▸ **Page text**:
_____

Why Ancrum Bridge’s Age Surprised Historians

In 2018, the discovery of Ancrum Old Bridge beneath the River Teviot in Scotland was hailed as one of the most significant archaeological finds in recent Scottish history. This medieval bridge, once a vital crossing point in the Scottish Borders, offered historians a rare glimpse into the region's infrastructure and its socio-political landscape during the Middle Ages. However, what initially appeared to be a straightforward dating project soon took an unexpected turn. The application of two advanced dating techniques—radiocarbon dating and dendrochronology—produced conflicting results, forcing researchers to reassess their understanding of the bridge’s construction timeline. In this blog post, we’ll explore these two methods, the surprise findings, and the implications for interpreting historical structures.

Radiocarbon Dating: The Initial Findings

Radiocarbon dating, one of the most widely used techniques in archaeology, measures the decay of carbon-14 in organic materials to estimate age. When archaeologists began analyzing the timber samples from Ancrum Old Bridge, radiocarbon dating was applied to help establish when the bridge was built. In particular, wiggle match radiocarbon dating was used—a method that involves taking multiple carbon samples at intervals across the tree rings. This technique allows scientists to create a more precise model by correlating the samples with known patterns of carbon-14 fluctuations over time.

The results from the radiocarbon dating indicated that the timbers used in the bridge’s construction likely dated between 1340 and 1360 AD. This period aligned with a time of significant political instability in Scotland, during the reign of David II and the Second War of Scottish Independence (1332–1357). Given the volatile nature of this period—marked by raids, sieges, and battles—building a major structure like Ancrum Bridge seemed plausible, albeit puzzling. This dating placed the bridge's construction during a time when Scotland was engaged in a power struggle with England, with the Black Death looming on the horizon. For many historians, the idea of such an ambitious infrastructure project during a period of turmoil sparked questions about who would have commissioned it and why.

Dendrochronology: The Unexpected Twist

However, the story didn’t end with radiocarbon dating. Researchers knew that relying solely on one method, particularly one with inherent uncertainties, could result in a misleading timeline. To cross-check the findings, they turned to dendrochronology, a more precise dating technique that measures the growth rings of trees to determine their age.

_____

▸ **Data excerpts**:
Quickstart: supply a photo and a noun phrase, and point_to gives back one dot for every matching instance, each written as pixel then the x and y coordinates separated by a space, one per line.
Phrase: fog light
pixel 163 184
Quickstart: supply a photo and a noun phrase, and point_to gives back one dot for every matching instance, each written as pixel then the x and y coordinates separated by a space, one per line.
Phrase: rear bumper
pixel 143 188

_____

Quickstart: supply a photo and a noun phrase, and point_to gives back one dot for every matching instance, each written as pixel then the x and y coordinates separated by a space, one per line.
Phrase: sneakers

_____

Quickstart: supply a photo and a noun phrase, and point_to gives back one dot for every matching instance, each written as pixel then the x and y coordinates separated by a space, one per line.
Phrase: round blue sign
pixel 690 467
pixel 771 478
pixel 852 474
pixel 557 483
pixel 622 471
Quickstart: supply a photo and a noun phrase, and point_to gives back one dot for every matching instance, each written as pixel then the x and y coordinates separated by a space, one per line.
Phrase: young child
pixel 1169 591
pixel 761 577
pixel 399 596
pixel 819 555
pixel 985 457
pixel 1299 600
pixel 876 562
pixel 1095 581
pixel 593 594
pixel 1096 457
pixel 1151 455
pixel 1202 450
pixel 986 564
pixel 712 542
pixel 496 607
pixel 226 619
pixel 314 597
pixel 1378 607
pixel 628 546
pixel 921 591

_____

▸ **Task requirements**: Can you reproduce the part of the Ancrum Bridge article starting with "Why Ancrum Bridge’s" and going on through "interpreting historical structures."? You can set the records aside; none of them matter here.

▸ **Reply to the exercise**:
Why Ancrum Bridge’s Age Surprised Historians

In 2018, the discovery of Ancrum Old Bridge beneath the River Teviot in Scotland was hailed as one of the most significant archaeological finds in recent Scottish history. This medieval bridge, once a vital crossing point in the Scottish Borders, offered historians a rare glimpse into the region's infrastructure and its socio-political landscape during the Middle Ages. However, what initially appeared to be a straightforward dating project soon took an unexpected turn. The application of two advanced dating techniques—radiocarbon dating and dendrochronology—produced conflicting results, forcing researchers to reassess their understanding of the bridge’s construction timeline. In this blog post, we’ll explore these two methods, the surprise findings, and the implications for interpreting historical structures.